:: PROBLEM DESCRIPTION ::
Return the listing below unchanged, minus its pictures.

:: RAW DATA ::
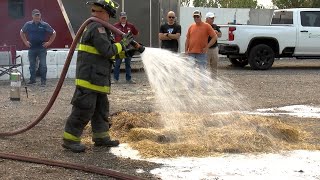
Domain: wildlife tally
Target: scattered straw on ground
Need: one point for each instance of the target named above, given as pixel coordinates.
(206, 135)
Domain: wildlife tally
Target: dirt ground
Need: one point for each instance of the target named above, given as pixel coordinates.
(289, 82)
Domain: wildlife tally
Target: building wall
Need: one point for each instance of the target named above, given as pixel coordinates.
(10, 28)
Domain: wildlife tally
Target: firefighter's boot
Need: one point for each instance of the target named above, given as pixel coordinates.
(73, 146)
(107, 142)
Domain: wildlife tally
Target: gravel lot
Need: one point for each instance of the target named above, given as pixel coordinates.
(289, 82)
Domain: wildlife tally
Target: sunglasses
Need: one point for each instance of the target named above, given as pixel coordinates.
(92, 10)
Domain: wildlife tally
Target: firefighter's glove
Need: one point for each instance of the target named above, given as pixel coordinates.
(126, 40)
(130, 52)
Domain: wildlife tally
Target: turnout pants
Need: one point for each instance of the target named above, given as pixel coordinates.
(88, 105)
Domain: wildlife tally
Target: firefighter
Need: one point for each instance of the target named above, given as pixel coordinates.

:: EXPECTED ANSWER ::
Domain: wildlife tally
Target: scattered straw on ground
Need: one point for each instance of the target named above, given as pixel coordinates.
(206, 135)
Domain: wildlife tally
Target: dirt ground
Need: one point for each instance of the target named above, given as pixel coordinates.
(289, 82)
Domain: wildlife tally
Target: building wall
Need: one point for each instance of the target named above, given as pixel coordinates.
(10, 28)
Domain: wildlife tally
Target: firefighter's boot
Need: one point for each instance of the target named above, given as pixel coordinates.
(73, 146)
(107, 142)
Domain: wildlife tally
Target: gravel lot
Need: one point for each instance of the target named above, given as pixel coordinates.
(289, 82)
Domain: wildlife tally
Target: sunglasses
Need: one point for each instance of the target named above, given as pixel coordinates.
(92, 10)
Domain: wildlife tally
Target: firefighter's glove
Need: one point for each instance of the target named above, given as pixel coordinates.
(126, 40)
(130, 52)
Domain: wildlife tally
Target: turnout pants
Need: one point for each instance of the target named above, given as pixel coordinates.
(88, 105)
Domain: wildlife tally
Target: firefighter
Need: one point for each instance of the target named above, given as pixel coordinates.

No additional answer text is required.